* start Text provided *
[Editor's note: A version of this story appears in the October 2019 edition of Oil and Gas Investor. Subscribe to the magazine here.]
This should be a time of triumph in the oil patch. Even as economists and global majors were fretting over “peak oil” several years ago, independents were perfecting technology and techniques for unconventional development. That has come to full flower, proving that, as James Baldwin famously quipped, “Those who say it can’t be done are usually interrupted by others doing it.”
But with fears of peak oil supply vanquished, concerns about peak oil demand have emerged. Creeping over the assurance of Baldwin’s expression is the shadow of a grimmer outlook voiced by Wolfgang von Goethe: “Everything in the world may be endured except continued prosperity.”
At the same time, a different supply problem has come to vex producers, especially independents—the supply of capital. In an unexpected development, the supply of crude appears less connected to the supply of capital. Independents have overcome one round of bankruptcies already and may be in the early stages of another. The midstream sector has struggled to keep up. And yet the oil just keeps coming.
The consensus among analysts is that U.S. unconventional supplies will set the pace for the global market, if not strictly the incremental cost of production, for at least another decade. Other regions have had to or will have to adapt. The risk of supply exceeding demand is not great in the near term, but there is virtually no risk of the reverse.
OPEC concurs. In its outlook to 2040, published late last year, the cartel noted, “the concerns around global warming have accelerated the development of energy paths toward lower emissions. The ongoing, and at least already partially successful, introduction of electric vehicles as a complement to the internal combustion engine (ICE) is an important development for the energy market, although in many aspects ICEs still have substantial potential for further developments.
"Tight oil plays are also an area of intense technology developments. Impressive advances have also been achieved in wind and solar for power generation. The ongoing revolution in information technologies will impact both supply and demand, toward higher efficiency, lower emissions and lower costs.”
With those givens, OPEC’s reference case sees energy demand increasing from 274 million barrels of oil equivalent a day (MMboe/d) in 2015 to around 365 MMboe/d in 2040, with an average annual growth of 1.2%. Almost 95% of the increase is accounted for by developing countries, including China and India, with an average annual growth of 1.9%.
OPEC’s outlook suggests that oil will “remain the largest contributor to the energy mix throughout the forecast period, with a share of nearly 28% in 2040, higher than gas and coal. Despite relatively low demand growth rates, especially for coal and oil, fossil fuels are projected to remain the dominant component in the global energy mix, with a share of 75% in 2040, albeit a drop of 6 percentage points from 2015.”
In the nearer term, the July Oil Market Report from the International Energy Agency (IEA) projected that global demand growth is set to accelerate from an exceptionally weak 310,000 barrels per day (bbl/d) in first-quarter 2019 and 800,000 bbl/d in second-quarter 2019 to reach 1.8 MMbbl/d in the second half of the year as economic activity improves and petrochemical plants ramp up. For 2020, the pace of growth will average 1.4 MMbbl/d compared to 1.2 MMbbl/d this year.
* end Text provided *
* start Supplied data *
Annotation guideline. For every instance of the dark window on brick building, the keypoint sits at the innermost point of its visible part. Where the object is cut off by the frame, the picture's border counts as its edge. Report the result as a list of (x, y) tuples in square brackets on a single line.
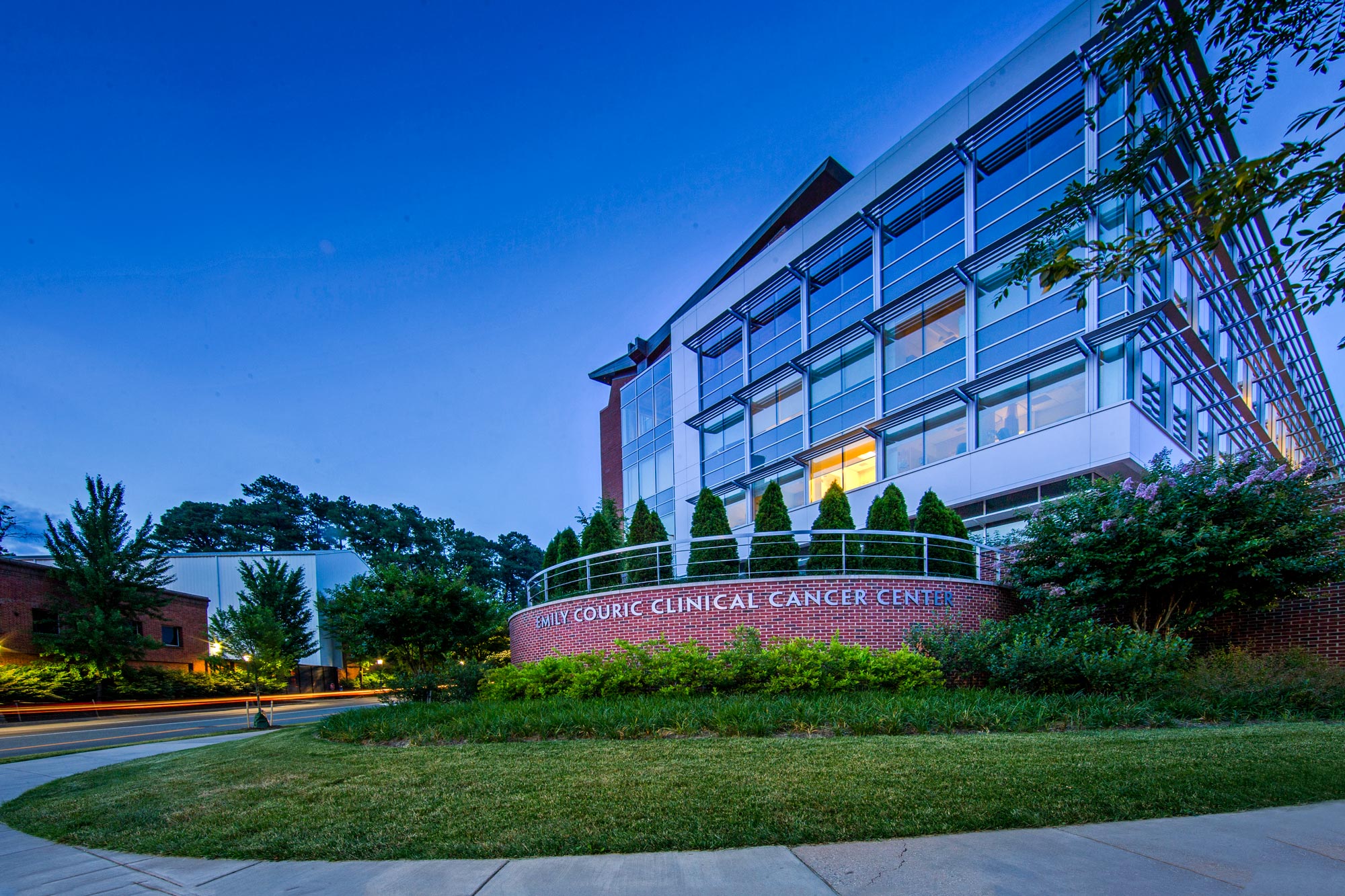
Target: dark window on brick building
* end Supplied data *
▸ **What the task requires**:
Using the article on oil supply and demand, answer these questions:
1. What level of energy demand does OPEC's reference case project for 2040?
2. What share of the global energy mix does OPEC project for fossil fuels in 2040?
3. What average pace of demand growth did the IEA's July Oil Market Report give for 2020?

▸ **Solved exercise**:
1. Around 365 million barrels of oil equivalent a day (MMboe/d).
2. 75%.
3. 1.4 MMbbl/d.